- **EXERCISE OBJECTIVE**: Put each of the lines below into a numbered list, and drop any blank lines.

- **DATA TO USE**:
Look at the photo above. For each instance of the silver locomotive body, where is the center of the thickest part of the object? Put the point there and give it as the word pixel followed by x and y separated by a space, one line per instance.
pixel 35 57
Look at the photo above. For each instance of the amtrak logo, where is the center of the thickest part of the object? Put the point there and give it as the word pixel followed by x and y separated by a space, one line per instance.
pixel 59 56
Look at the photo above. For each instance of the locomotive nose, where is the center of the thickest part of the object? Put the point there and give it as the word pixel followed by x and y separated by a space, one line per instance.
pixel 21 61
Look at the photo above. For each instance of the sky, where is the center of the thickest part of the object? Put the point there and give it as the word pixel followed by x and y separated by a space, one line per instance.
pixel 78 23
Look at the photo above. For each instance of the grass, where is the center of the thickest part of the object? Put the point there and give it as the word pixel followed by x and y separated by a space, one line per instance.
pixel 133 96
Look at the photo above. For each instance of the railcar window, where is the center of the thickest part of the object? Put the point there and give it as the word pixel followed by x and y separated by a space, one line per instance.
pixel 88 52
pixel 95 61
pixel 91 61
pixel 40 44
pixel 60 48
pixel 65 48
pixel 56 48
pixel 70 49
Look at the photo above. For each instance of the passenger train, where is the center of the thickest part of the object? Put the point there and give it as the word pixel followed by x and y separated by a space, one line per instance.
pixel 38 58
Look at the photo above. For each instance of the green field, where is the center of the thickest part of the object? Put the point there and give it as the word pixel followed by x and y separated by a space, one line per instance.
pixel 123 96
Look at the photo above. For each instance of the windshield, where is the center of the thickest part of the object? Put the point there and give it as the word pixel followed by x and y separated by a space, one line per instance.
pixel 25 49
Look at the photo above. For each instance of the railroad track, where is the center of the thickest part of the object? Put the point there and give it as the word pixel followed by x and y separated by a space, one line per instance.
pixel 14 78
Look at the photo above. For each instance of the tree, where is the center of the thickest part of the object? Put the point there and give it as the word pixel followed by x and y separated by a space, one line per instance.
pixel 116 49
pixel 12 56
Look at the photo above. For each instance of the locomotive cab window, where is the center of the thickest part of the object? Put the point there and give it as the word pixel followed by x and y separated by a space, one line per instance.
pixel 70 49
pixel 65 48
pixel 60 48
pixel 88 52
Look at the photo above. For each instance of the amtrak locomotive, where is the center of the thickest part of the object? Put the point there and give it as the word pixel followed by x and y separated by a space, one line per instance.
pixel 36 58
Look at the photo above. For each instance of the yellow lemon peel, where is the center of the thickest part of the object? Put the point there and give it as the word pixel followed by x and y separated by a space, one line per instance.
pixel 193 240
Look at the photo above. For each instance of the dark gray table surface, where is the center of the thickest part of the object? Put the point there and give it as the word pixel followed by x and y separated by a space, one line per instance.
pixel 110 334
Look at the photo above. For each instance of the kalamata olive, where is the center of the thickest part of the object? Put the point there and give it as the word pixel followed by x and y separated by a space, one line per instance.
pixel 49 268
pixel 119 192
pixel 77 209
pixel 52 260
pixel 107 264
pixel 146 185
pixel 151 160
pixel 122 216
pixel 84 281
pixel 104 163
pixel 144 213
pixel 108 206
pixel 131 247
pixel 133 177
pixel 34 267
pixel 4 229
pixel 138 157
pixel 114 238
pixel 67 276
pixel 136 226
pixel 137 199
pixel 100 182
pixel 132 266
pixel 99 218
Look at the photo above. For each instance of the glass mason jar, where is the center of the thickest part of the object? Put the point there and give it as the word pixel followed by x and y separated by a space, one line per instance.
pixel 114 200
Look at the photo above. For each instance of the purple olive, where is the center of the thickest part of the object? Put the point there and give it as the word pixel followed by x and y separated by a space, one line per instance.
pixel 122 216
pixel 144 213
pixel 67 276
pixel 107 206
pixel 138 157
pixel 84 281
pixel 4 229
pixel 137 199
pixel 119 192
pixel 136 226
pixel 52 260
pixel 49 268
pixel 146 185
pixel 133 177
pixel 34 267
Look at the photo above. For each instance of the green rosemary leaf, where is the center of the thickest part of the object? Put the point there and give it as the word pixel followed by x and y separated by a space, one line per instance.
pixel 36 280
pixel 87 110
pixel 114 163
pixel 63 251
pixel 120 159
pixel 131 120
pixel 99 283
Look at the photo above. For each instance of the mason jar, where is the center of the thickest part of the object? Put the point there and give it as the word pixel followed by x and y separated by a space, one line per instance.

- **WRITTEN SOLUTION**:
1. Look at the photo above. For each instance of the silver locomotive body, where is the center of the thickest part of the object? Put the point there and give it as the word pixel followed by x and y separated by a space, one line per instance.
2. pixel 35 57
3. Look at the photo above. For each instance of the amtrak logo, where is the center of the thickest part of the object? Put the point there and give it as the word pixel followed by x and y separated by a space, one line per instance.
4. pixel 59 56
5. Look at the photo above. For each instance of the locomotive nose, where is the center of the thickest part of the object? Put the point there and give it as the word pixel followed by x and y separated by a space, one line per instance.
6. pixel 21 61
7. Look at the photo above. For each instance of the sky, where is the center of the thickest part of the object? Put the point there and give it as the word pixel followed by x and y separated by a space, one line per instance.
8. pixel 78 23
9. Look at the photo above. For each instance of the grass, where is the center of the thickest part of the object? Put the point there and give it as the word pixel followed by x and y separated by a space, one line per instance.
10. pixel 133 96
11. Look at the photo above. For each instance of the railcar window, where is the center of the thickest part of the object? Put the point there and give it as the word pixel followed by x and y separated by a space, one line per instance.
12. pixel 88 52
13. pixel 95 61
14. pixel 91 61
15. pixel 40 44
16. pixel 60 48
17. pixel 65 48
18. pixel 56 48
19. pixel 70 49
20. Look at the photo above. For each instance of the passenger train, where is the center of the thickest part of the object? Put the point there and give it as the word pixel followed by x and y separated by a space, one line per instance.
21. pixel 38 58
22. Look at the photo above. For each instance of the green field, where is the center of the thickest part of the object? Put the point there and give it as the word pixel followed by x and y separated by a space, one line per instance.
23. pixel 123 96
24. Look at the photo above. For each instance of the windshield, where is the center of the thickest part of the object? Put the point there and give it as the word pixel followed by x and y separated by a space, one line per instance.
25. pixel 25 49
26. Look at the photo above. For each instance of the railroad track, where is the center of the thickest part of the object? Put the point there and give it as the word pixel followed by x and y separated by a space, one line per instance.
27. pixel 14 78
28. Look at the photo above. For each instance of the tree, where is the center of the thickest part of the object? Put the point there and give it as the word pixel followed by x and y separated by a space, one line per instance.
29. pixel 116 49
30. pixel 12 56
31. Look at the photo above. For each instance of the locomotive cab window, where is the center of the thickest part of the object? Put the point there and give it as the word pixel followed by x and y separated by a space, one line per instance.
32. pixel 70 49
33. pixel 65 48
34. pixel 60 48
35. pixel 88 52
36. Look at the photo above. For each instance of the amtrak locomotive, where is the center of the thickest part of the object? Put the point there and give it as the word pixel followed by x and y separated by a space, one line per instance.
37. pixel 36 58
38. Look at the photo above. For each instance of the yellow lemon peel, where is the center of the thickest part of the object? Put the point there and give it as the word pixel followed by x and y separated by a space, one line per instance.
39. pixel 193 240
40. Look at the photo above. For each instance of the dark gray table surface, where is the center of the thickest part of the object? Put the point there and give it as the word pixel followed by x and y separated by a space, one line per instance.
41. pixel 110 334
42. Look at the photo above. For each instance of the kalamata olive, where is the center of the thickest part of the object? Put the point there and give it as the word pixel followed by x and y separated by a space, one line per instance.
43. pixel 49 268
44. pixel 119 192
45. pixel 77 209
46. pixel 52 260
47. pixel 107 264
48. pixel 146 185
49. pixel 151 160
50. pixel 122 216
51. pixel 84 281
52. pixel 104 163
53. pixel 144 213
54. pixel 108 206
55. pixel 131 247
56. pixel 133 177
57. pixel 34 267
58. pixel 4 229
59. pixel 138 157
60. pixel 114 238
61. pixel 67 276
62. pixel 136 226
63. pixel 137 199
64. pixel 100 182
65. pixel 132 266
66. pixel 99 218
67. Look at the photo above. For each instance of the glass mason jar, where is the center of the thickest part of the object? Put the point there and give it as the word pixel followed by x and y separated by a space, one line per instance.
68. pixel 114 200
69. Look at the photo above. For each instance of the purple olive, where is the center of the thickest part of the object? Put the point there and give it as the word pixel followed by x and y separated by a space, one line per instance.
70. pixel 122 216
71. pixel 144 213
72. pixel 67 276
73. pixel 107 206
74. pixel 138 157
75. pixel 84 281
76. pixel 4 229
77. pixel 137 199
78. pixel 119 192
79. pixel 136 226
80. pixel 52 260
81. pixel 49 268
82. pixel 146 185
83. pixel 133 177
84. pixel 34 267
85. Look at the photo above. For each instance of the green rosemary leaf, where is the center of the thickest part of the object? Put the point there and give it as the word pixel followed by x and y separated by a space, one line per instance.
86. pixel 36 280
87. pixel 87 110
88. pixel 114 163
89. pixel 63 251
90. pixel 120 159
91. pixel 131 120
92. pixel 99 283
93. Look at the photo above. For each instance of the mason jar, where is the center of the thickest part of the object? Put the point there and give it as the word pixel followed by x and y separated by a space, one line per instance.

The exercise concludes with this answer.